* **What you have to do**:
Pictures stay out; everything else in the records gets transcribed exactly.

-.-.-

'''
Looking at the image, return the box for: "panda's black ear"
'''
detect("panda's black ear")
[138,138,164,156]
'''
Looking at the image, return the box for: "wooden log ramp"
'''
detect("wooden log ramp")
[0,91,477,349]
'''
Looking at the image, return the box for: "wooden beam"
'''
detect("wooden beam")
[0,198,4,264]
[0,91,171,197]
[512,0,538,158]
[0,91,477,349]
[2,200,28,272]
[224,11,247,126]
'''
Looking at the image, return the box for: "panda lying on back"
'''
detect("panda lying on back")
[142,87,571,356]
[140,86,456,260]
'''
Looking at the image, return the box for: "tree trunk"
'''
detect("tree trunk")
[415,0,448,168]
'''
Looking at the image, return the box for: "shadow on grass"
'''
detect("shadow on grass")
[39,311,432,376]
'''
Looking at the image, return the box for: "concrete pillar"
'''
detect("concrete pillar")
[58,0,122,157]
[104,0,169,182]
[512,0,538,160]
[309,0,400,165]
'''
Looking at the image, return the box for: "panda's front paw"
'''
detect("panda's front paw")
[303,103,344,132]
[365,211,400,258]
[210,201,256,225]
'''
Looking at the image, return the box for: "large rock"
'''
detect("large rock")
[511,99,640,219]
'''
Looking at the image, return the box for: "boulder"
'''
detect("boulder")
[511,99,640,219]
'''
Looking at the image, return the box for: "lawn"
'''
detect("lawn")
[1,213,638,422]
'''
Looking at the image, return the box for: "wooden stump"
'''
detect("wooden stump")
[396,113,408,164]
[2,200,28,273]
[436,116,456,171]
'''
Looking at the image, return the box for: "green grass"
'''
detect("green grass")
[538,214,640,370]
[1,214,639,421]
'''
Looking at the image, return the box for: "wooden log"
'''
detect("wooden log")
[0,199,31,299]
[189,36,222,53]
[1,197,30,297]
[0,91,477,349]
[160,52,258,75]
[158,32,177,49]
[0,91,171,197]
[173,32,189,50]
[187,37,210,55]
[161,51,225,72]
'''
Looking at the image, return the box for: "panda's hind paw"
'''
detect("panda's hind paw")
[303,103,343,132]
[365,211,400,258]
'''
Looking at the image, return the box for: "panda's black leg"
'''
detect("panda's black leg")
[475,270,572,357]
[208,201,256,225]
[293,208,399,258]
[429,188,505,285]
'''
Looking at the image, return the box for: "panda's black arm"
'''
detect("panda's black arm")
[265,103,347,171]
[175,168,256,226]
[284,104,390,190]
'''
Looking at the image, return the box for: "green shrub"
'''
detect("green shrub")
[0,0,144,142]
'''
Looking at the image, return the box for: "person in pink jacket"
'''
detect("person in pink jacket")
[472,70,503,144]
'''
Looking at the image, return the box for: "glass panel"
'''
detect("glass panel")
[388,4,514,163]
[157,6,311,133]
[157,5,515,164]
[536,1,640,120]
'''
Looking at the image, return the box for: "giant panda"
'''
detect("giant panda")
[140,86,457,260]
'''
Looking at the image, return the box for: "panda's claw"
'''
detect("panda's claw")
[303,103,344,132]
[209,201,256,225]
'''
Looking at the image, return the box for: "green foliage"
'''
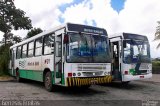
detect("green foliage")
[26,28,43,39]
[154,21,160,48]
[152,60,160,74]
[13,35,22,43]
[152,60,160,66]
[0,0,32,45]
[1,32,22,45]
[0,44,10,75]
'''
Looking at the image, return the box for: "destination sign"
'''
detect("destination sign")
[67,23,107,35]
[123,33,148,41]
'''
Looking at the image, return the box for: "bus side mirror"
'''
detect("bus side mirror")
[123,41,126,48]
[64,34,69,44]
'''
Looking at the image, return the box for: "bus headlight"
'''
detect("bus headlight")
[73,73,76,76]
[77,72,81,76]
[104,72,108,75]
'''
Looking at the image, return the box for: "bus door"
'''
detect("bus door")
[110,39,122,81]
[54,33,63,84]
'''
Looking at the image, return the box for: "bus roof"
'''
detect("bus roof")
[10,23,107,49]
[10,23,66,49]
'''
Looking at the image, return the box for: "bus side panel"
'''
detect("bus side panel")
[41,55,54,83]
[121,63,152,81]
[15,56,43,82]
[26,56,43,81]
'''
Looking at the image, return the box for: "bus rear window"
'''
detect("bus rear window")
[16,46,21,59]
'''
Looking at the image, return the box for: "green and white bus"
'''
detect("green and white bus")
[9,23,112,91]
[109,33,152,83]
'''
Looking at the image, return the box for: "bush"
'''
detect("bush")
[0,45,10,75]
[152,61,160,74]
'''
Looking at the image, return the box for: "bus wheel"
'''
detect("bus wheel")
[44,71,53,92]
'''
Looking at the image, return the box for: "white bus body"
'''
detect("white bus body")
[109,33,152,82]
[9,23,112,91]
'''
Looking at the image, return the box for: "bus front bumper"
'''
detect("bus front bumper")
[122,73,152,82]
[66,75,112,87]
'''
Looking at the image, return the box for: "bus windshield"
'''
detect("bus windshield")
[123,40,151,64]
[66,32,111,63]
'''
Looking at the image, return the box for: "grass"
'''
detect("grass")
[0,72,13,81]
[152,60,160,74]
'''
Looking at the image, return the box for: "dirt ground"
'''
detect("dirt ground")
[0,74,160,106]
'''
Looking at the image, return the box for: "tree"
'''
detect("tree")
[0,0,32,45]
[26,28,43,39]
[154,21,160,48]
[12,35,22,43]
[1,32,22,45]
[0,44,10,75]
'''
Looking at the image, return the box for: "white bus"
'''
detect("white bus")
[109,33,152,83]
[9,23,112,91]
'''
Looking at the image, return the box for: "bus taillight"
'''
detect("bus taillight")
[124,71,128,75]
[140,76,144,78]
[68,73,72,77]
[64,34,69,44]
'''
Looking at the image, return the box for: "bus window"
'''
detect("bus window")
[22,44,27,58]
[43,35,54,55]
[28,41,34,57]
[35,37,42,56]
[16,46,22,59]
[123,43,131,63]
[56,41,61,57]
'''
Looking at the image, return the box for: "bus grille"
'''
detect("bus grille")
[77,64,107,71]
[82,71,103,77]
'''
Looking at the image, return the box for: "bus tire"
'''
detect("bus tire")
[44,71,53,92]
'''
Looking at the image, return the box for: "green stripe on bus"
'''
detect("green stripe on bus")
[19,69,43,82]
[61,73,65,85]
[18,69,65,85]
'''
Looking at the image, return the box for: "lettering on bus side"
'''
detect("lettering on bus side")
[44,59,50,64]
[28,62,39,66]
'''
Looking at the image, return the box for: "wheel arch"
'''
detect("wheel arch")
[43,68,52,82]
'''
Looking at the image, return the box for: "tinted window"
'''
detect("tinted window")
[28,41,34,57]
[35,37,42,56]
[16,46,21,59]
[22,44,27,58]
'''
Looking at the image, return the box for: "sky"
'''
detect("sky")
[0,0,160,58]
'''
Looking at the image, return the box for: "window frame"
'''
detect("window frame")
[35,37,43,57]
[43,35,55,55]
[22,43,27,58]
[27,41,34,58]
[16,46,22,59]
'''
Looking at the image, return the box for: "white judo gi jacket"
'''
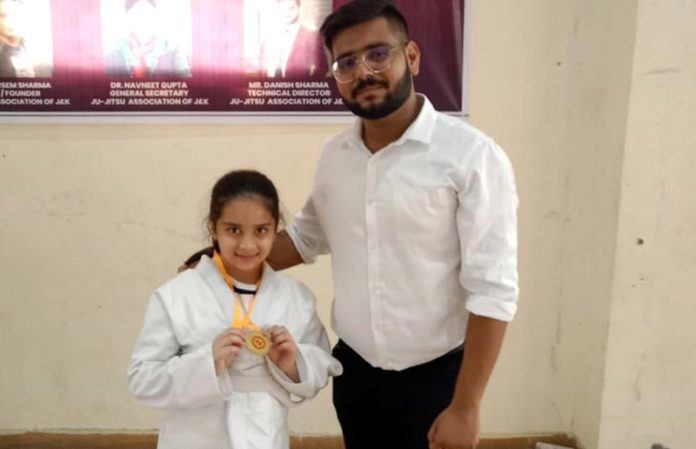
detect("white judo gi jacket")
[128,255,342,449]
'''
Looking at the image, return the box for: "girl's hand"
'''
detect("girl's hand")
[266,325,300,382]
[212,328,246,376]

-.-.-

* **Output of the task**:
'''
Looking at the image, return the box for: "panda's black ear"
'''
detect("panda's black ear")
[138,138,164,156]
'''
Looking at the image, return the box for: "wooden log ramp"
'''
detect("wooden log ramp")
[0,91,477,349]
'''
Looking at the image, return the box for: "wooden beam"
'''
detect("wooden beam")
[0,198,4,264]
[0,91,171,197]
[512,0,538,158]
[0,91,477,349]
[2,200,28,272]
[224,11,247,126]
'''
Looking at the image, return the box for: "panda lying on back"
'''
detect("panda lying on back")
[142,87,571,356]
[140,86,456,260]
'''
Looking at the image, return the box for: "tree trunk"
'''
detect("tree trunk")
[415,0,448,168]
'''
Looking at the image, return the box for: "shadow on grass"
'''
detect("shadow on grass")
[39,311,432,376]
'''
Looking at the image, return the box for: "concrete pillar"
'''
detect("concrete pillar")
[58,0,122,157]
[104,0,169,182]
[512,0,538,160]
[309,0,400,165]
'''
Looking at the image, return the box for: "panda's front paw"
'''
detect("panda's front paw")
[303,103,344,132]
[365,211,400,258]
[210,201,256,225]
'''
Looking at the image, return the box for: "large rock"
'''
detect("large rock")
[511,99,640,219]
'''
Looking at the image, return the box for: "boulder"
'''
detect("boulder")
[511,99,640,219]
'''
Looking at the image, return the box for: "lawn"
'''
detect("lawn")
[1,213,638,422]
'''
Looking at the image, return the box for: "wooden stump"
'''
detect("wooden stump")
[396,113,408,164]
[2,200,28,273]
[436,116,456,171]
'''
Looking at the image, return the box for: "green grass"
'''
detect("green grass")
[538,214,640,370]
[1,214,639,421]
'''
Looking at the image, return the box for: "wooden log"
'''
detect("wooden log")
[0,199,31,299]
[189,36,222,53]
[1,197,30,297]
[0,91,477,349]
[160,52,258,75]
[158,32,177,49]
[0,91,171,197]
[173,32,189,50]
[187,37,210,55]
[161,51,225,72]
'''
Looking at the image, return the box for: "panda's hind paw"
'''
detect("panda's hind paw")
[303,103,343,132]
[365,211,400,258]
'''
Looking at the image, return the box for: "panda's black leg"
'''
detect("panda's black leg")
[475,270,572,357]
[208,201,256,225]
[293,208,399,258]
[429,188,505,285]
'''
Looking at the image, return the box for: "panda's black arm"
'''
detect("panda's black arm")
[265,103,347,171]
[175,168,256,226]
[284,104,390,190]
'''
Looking at the image, return the box for: "green shrub"
'''
detect("green shrub")
[0,0,144,142]
'''
Looking at the image, return the box for: "person in pink jacket"
'''
detect("person in pink jacket")
[472,70,503,144]
'''
Looking at the image, return the box for: "glass panel"
'''
detect("glass panel")
[388,4,514,163]
[157,6,311,133]
[157,5,515,164]
[536,1,640,120]
'''
Looking at the image, return the box for: "giant panda"
'''
detect("giant panda")
[140,86,457,260]
'''
Looking at the image, return the box for: "panda's claw"
'''
detect("panda's claw")
[303,103,344,132]
[209,201,256,225]
'''
Looking at the image, return the box for: "green foliage"
'''
detect("green foliage")
[26,28,43,39]
[154,21,160,48]
[152,60,160,74]
[13,35,22,43]
[152,60,160,66]
[0,0,32,45]
[1,32,22,45]
[0,44,10,75]
'''
Looking at the image, return the box for: "destination sign"
'''
detect("destination sign")
[67,23,107,35]
[123,33,148,41]
'''
Looking at the image, return the box for: "bus side mirror"
'''
detect("bus side mirror")
[123,41,126,48]
[64,34,69,44]
'''
Looking at the image, return the box for: "bus headlight"
'''
detect("bus headlight")
[73,73,76,76]
[77,72,81,76]
[104,72,108,75]
'''
Looking at the image, return the box for: "bus door"
'''
detect("bus door")
[110,39,122,81]
[54,33,63,84]
'''
Looking at the image, return the box for: "bus roof"
'''
detect("bus roof")
[10,23,107,49]
[10,23,66,49]
'''
Looking at the image, return the box for: "bus side panel"
'''
detect("bus side panel")
[41,55,54,83]
[121,63,152,81]
[15,56,43,82]
[26,56,43,81]
'''
Looking at the image, return the box for: "bus rear window"
'''
detect("bus rear window")
[16,46,21,59]
'''
Looking at the image, return the box for: "green and white bus"
'''
detect("green and white bus")
[9,23,112,91]
[109,33,152,83]
'''
Looking at the image, return the box for: "bush"
'''
detect("bush")
[0,45,10,75]
[152,61,160,74]
'''
Looking at the image, return the box for: "bus wheel"
'''
detect("bus wheel")
[44,71,53,92]
'''
Looking at the image, return the box for: "white bus body"
'''
detect("white bus body")
[109,33,152,82]
[9,23,112,91]
'''
Looking at the image, return the box for: "bus front bumper"
'''
detect("bus front bumper")
[122,73,152,82]
[66,75,112,87]
'''
Looking at the image, return the box for: "bus windshield"
'''
detect("bus windshield")
[123,40,151,64]
[66,32,111,63]
'''
Looking at the image, return the box for: "grass"
'''
detect("grass")
[0,72,13,81]
[152,60,160,74]
'''
Looking at the image, return the box for: "dirt ground"
'''
detect("dirt ground")
[0,74,160,106]
'''
Looking at the image, return the box for: "tree"
'''
detect("tree")
[0,0,32,45]
[26,28,43,39]
[154,21,160,48]
[12,35,22,43]
[1,32,22,45]
[0,44,10,75]
'''
Looking at the image, return the box for: "white bus"
'''
detect("white bus")
[109,33,152,83]
[9,23,112,91]
'''
Looking at the image, return the box for: "bus taillight"
'''
detect("bus taillight")
[124,71,128,75]
[140,76,144,78]
[68,73,72,77]
[64,34,69,44]
'''
Looking at the image, return the box for: "bus window"
'''
detect("bus window")
[22,44,27,58]
[43,35,54,55]
[28,41,34,57]
[35,37,42,56]
[16,46,22,59]
[123,43,131,63]
[56,41,61,57]
'''
Looking at the image, return the box for: "bus grille"
'''
detect("bus grille")
[77,64,107,71]
[82,71,103,77]
'''
Looking at the image, return the box for: "bus tire"
'''
detect("bus tire")
[44,71,53,92]
'''
Looking at the image, return the box for: "green stripe on bus"
'''
detect("green stripe on bus")
[19,69,43,82]
[61,73,65,85]
[18,69,65,85]
'''
Looking at the image, return the box for: "lettering on bus side"
'''
detect("lettering on bus side")
[44,59,50,64]
[28,62,39,66]
'''
Looking at the image, return the box for: "wheel arch"
'''
detect("wheel arch")
[43,68,52,82]
'''
Looking at the image, return the box for: "tinted window"
'''
detect("tinted window")
[28,41,34,57]
[35,37,42,56]
[16,46,21,59]
[22,44,27,58]
'''
Looking at the image, return the box for: "sky"
'''
detect("sky")
[0,0,160,58]
'''
Looking at the image, return the box for: "window frame"
'''
detect("window frame")
[35,37,43,57]
[43,35,55,55]
[22,43,27,58]
[27,41,34,58]
[16,46,22,59]
'''
Looking at the image, return the box for: "white judo gi jacket"
'''
detect("white judo gi jacket")
[128,255,342,449]
'''
Looking at the image, return the box for: "girl's hand"
'''
detect("girl's hand")
[266,325,300,382]
[212,328,246,376]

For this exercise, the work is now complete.